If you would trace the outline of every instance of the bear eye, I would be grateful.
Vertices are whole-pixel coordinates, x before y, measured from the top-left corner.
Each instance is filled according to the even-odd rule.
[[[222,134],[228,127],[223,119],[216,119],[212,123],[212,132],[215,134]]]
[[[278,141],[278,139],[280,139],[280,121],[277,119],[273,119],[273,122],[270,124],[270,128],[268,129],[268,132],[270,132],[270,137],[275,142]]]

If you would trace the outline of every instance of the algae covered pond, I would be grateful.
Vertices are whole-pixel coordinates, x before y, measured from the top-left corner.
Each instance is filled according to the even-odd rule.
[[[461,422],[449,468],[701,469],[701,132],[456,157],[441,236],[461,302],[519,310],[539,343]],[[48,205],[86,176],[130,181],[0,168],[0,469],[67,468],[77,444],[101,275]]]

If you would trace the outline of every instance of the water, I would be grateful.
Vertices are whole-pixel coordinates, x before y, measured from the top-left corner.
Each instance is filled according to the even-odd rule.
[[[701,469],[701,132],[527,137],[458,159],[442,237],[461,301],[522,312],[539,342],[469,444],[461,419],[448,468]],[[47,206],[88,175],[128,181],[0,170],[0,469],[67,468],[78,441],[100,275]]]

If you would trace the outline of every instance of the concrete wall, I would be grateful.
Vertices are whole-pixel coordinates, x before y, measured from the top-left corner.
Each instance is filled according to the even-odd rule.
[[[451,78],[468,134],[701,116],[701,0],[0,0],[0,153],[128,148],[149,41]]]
◇ ◇ ◇ ◇ ◇
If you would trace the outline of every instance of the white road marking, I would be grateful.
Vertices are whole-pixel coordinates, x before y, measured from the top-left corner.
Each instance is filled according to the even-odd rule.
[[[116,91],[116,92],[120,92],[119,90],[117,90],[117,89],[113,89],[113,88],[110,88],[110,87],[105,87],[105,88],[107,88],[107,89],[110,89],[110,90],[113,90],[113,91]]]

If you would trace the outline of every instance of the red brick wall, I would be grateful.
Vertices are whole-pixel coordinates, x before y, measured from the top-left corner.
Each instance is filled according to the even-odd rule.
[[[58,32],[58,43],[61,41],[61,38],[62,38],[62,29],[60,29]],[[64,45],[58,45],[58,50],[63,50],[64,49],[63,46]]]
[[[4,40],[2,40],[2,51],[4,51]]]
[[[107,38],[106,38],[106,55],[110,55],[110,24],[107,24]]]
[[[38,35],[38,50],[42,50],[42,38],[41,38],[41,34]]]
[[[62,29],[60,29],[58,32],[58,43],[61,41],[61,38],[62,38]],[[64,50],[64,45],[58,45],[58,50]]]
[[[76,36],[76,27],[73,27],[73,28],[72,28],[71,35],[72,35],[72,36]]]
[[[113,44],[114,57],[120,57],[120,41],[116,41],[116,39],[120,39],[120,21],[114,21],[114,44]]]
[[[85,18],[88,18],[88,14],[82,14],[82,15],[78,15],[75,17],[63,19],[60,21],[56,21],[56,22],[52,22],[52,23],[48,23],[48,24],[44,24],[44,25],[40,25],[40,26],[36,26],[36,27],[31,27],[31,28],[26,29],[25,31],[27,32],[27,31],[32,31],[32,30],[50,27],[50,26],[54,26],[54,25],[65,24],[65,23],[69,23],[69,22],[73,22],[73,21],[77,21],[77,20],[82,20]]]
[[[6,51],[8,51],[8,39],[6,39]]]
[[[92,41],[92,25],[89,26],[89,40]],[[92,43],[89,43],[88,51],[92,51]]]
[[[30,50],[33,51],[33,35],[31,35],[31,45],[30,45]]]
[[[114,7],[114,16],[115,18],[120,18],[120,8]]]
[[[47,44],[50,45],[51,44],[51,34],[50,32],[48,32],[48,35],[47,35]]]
◇ ◇ ◇ ◇ ◇
*DO THIS*:
Please pick out every line in the data above that contains the word "wall" and copy each of those lines in full.

*SOLUTION*:
If you would trace the outline of every instance of the concrete wall, I would be grateful.
If you would trace the outline of every instance of the red brick wall, I would be grateful.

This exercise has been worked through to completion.